YOUR INSTRUCTIONS:
Give the data below again exactly as it stands. Omit the pictures.

Location identification entries
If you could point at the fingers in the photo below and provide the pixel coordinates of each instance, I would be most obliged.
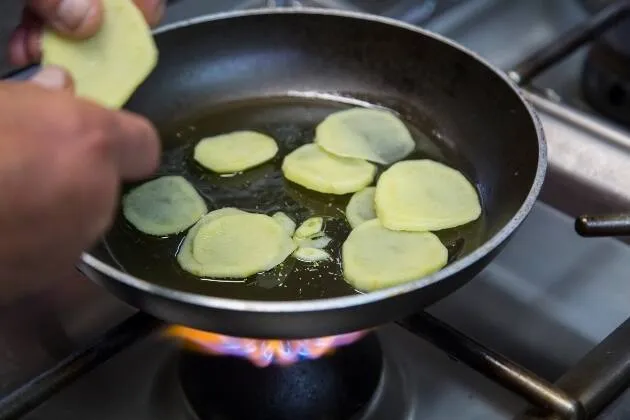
(24, 44)
(135, 146)
(53, 78)
(74, 18)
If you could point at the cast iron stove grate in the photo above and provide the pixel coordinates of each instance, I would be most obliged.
(580, 394)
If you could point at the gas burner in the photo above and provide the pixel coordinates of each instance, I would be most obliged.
(606, 82)
(261, 353)
(338, 386)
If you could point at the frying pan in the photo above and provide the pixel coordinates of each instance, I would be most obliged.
(281, 72)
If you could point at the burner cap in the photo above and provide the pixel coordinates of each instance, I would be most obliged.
(334, 387)
(606, 82)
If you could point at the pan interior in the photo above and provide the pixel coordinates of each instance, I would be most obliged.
(291, 120)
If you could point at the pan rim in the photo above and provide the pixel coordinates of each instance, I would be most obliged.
(327, 304)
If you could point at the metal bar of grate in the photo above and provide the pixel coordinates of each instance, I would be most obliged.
(494, 366)
(37, 391)
(598, 379)
(576, 37)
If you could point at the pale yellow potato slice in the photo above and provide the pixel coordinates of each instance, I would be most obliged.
(360, 208)
(376, 135)
(184, 254)
(235, 152)
(317, 170)
(374, 257)
(230, 243)
(319, 242)
(311, 254)
(163, 206)
(108, 67)
(424, 195)
(285, 221)
(310, 227)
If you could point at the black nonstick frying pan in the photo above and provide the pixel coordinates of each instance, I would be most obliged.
(281, 72)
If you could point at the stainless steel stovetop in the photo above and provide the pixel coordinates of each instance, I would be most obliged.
(545, 302)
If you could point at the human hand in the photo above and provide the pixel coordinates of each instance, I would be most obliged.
(61, 163)
(74, 18)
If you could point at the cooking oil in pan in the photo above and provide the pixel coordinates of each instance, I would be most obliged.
(291, 121)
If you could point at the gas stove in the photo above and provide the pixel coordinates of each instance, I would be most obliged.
(542, 333)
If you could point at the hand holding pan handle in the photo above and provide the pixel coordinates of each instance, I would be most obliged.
(603, 225)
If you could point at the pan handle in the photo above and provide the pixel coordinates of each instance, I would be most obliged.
(603, 225)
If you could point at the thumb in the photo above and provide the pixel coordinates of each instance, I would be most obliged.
(53, 78)
(74, 18)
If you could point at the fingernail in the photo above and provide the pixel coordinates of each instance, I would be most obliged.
(51, 78)
(72, 13)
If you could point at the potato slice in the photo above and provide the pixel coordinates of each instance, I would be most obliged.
(235, 152)
(424, 195)
(360, 208)
(230, 243)
(318, 242)
(317, 170)
(376, 135)
(311, 254)
(374, 257)
(285, 221)
(108, 67)
(184, 254)
(310, 227)
(163, 206)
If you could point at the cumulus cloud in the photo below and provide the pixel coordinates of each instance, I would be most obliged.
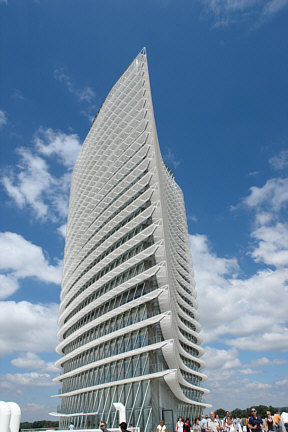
(8, 285)
(32, 184)
(283, 382)
(85, 94)
(226, 12)
(29, 379)
(31, 360)
(20, 259)
(27, 327)
(3, 119)
(64, 147)
(237, 310)
(221, 359)
(227, 303)
(273, 194)
(279, 161)
(264, 361)
(170, 158)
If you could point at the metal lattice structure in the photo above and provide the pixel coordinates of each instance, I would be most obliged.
(129, 329)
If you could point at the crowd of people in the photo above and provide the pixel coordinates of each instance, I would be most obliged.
(213, 423)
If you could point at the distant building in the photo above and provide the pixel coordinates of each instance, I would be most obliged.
(129, 329)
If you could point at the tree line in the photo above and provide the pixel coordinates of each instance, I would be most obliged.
(261, 411)
(39, 424)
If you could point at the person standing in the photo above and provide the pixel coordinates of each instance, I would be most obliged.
(203, 423)
(284, 418)
(161, 427)
(197, 426)
(123, 427)
(269, 422)
(187, 426)
(230, 425)
(179, 425)
(255, 422)
(277, 420)
(212, 424)
(103, 427)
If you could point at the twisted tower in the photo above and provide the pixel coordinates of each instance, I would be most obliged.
(129, 329)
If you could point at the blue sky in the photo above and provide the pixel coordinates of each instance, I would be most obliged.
(218, 71)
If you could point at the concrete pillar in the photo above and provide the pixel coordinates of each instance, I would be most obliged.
(15, 417)
(5, 416)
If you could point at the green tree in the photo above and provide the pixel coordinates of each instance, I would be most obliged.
(220, 412)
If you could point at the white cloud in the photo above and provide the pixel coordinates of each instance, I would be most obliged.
(272, 248)
(31, 360)
(3, 119)
(272, 339)
(83, 95)
(64, 147)
(170, 158)
(8, 285)
(227, 303)
(221, 359)
(62, 230)
(27, 327)
(31, 183)
(31, 379)
(283, 382)
(226, 12)
(264, 361)
(23, 259)
(279, 161)
(273, 194)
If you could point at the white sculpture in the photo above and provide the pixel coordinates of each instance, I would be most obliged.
(10, 416)
(122, 411)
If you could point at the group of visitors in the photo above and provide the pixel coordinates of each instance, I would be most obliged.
(103, 427)
(213, 423)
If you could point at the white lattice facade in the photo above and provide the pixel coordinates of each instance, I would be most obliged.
(129, 329)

RESULT:
If you could point at the fingers in the photo below and provide the pixel coordinates of each instance, I would be most obliged.
(24, 44)
(135, 146)
(53, 78)
(74, 18)
If you could point at the cast iron stove grate in the photo above and provide the pixel coordinates of each instance, I would be most obliged.
(580, 394)
If you could point at the gas burner in the photo above and provide the pixel coordinates of each instance, I would be most obliged.
(606, 82)
(261, 353)
(338, 386)
If you could point at the frying pan in the photo above and provide the pixel coordinates of each instance, I would be most obliged.
(281, 72)
If you could point at the burner cap in the photo above and provide the pixel coordinates of each instance, I would be most obliged.
(334, 387)
(606, 82)
If you could point at the pan interior in the photo above and provide the pixel coordinates of each instance, I would be most obliged.
(291, 120)
If you could point at the pan rim in the photo above and provide the pixel coordinates of each instance, I would be most obliged.
(327, 304)
If you could point at the metal bar of grate in the photo above and provide the pixel coordinates of each instance, I would be most obliged.
(494, 366)
(37, 391)
(598, 379)
(576, 37)
If you could point at the pale yellow potato slice in the photo above and provide the pixel coordinates of each instance, I would be most obliged.
(360, 208)
(376, 135)
(184, 254)
(235, 152)
(317, 170)
(374, 257)
(230, 243)
(319, 242)
(311, 254)
(163, 206)
(108, 67)
(424, 195)
(285, 221)
(310, 227)
If you could point at the black nonstick frying pan in the photo above and provide the pixel coordinates of each instance, I would be most obliged.
(281, 72)
If you could point at the stainless steel stovetop in the photo above and provide the pixel coordinates of each instance, I would be most obliged.
(545, 302)
If you could point at the human hand in the photo above and provide the pixel coordinates of each instance, I would be most obliged.
(61, 163)
(74, 18)
If you could point at the cooking oil in pan in the photo above and provide the pixel coordinates of each instance, I would be most obliged.
(291, 121)
If you could point at the gas stove in the photo above and provide the pixel coordinates of each instance, I would be most obliged.
(542, 333)
If you could point at the hand holding pan handle in the photo above and provide the pixel coordinates of each instance, I would be most obliged.
(603, 225)
If you could point at the pan handle in the photo above and provide the pixel coordinates of each instance, I would be most obliged.
(603, 225)
If you could point at the thumb in the photo above and provide the pixel coordinates of each instance, I would be most obliged.
(53, 78)
(74, 18)
If you could point at the fingernail in the photo above and provide the pixel coordinates of each instance, I would be most obliged.
(51, 78)
(72, 13)
If you could point at the potato slice in the photo above and provide the pixel coordinates of each instance, I would be most obliged.
(235, 152)
(424, 195)
(360, 208)
(230, 243)
(318, 242)
(317, 170)
(376, 135)
(311, 254)
(374, 257)
(285, 221)
(108, 67)
(184, 254)
(310, 227)
(163, 206)
If you could point at the cumulus cloud in the photo below and provide the pixel coordinates of each instance, I would be most obliged.
(8, 285)
(32, 184)
(283, 382)
(85, 94)
(226, 12)
(29, 379)
(31, 360)
(20, 259)
(27, 327)
(3, 119)
(64, 147)
(237, 310)
(221, 359)
(227, 303)
(273, 194)
(279, 161)
(264, 361)
(170, 158)
If you could point at the metal lattice structure in the photo above and provide the pixel coordinates of each instance, I would be most obliged.
(129, 329)
If you could point at the crowd of people in the photo above and provide the pixel coordinates of each instance, I would be most obliged.
(213, 423)
If you could point at the distant building in the photo above and provide the pixel coordinates of each instance, I would be most obliged.
(129, 329)
If you could point at the tree line in the photo above and provide the pixel coordinates of each instance, I would be most obliged.
(261, 411)
(39, 424)
If you could point at the person standing in the photo above and provide the pixel coordinates of each instance, I would be most obliged.
(203, 423)
(284, 418)
(161, 427)
(197, 426)
(123, 427)
(269, 422)
(187, 426)
(230, 425)
(179, 425)
(255, 422)
(277, 420)
(212, 424)
(103, 427)
If you could point at the twisted tower in the photo above and provide the pixel coordinates of each instance, I would be most obliged.
(129, 329)
If you could point at the blue sky in the photo above and provide the pixel coordinates of each instance, I would be most obliged.
(218, 71)
If you could point at the concrete pillar in the photo above and provide the pixel coordinates of each instance, I would be most obliged.
(15, 417)
(5, 416)
If you could point at the green tree in the photo above and provide the pixel coordinates of each instance, I would be most obliged.
(220, 412)
If you could point at the white cloud in the photo above and provide the pixel coordinates of each instance, I would be most obliged.
(272, 248)
(31, 360)
(3, 119)
(272, 339)
(83, 95)
(64, 147)
(170, 158)
(8, 285)
(227, 303)
(221, 359)
(62, 230)
(27, 327)
(31, 183)
(31, 379)
(283, 382)
(226, 12)
(264, 361)
(23, 259)
(279, 161)
(273, 194)
If you could point at the white sculpture in the photo above and provide the pixel coordinates of each instance, I would be most obliged.
(10, 416)
(122, 411)
If you could point at the group of visitors in the photo above and provide the pixel coordinates of each instance, I would be most obliged.
(103, 427)
(213, 423)
If you could point at the white lattice facade in the photo above and provide the pixel coordinates of each instance, I would be most obliged.
(129, 329)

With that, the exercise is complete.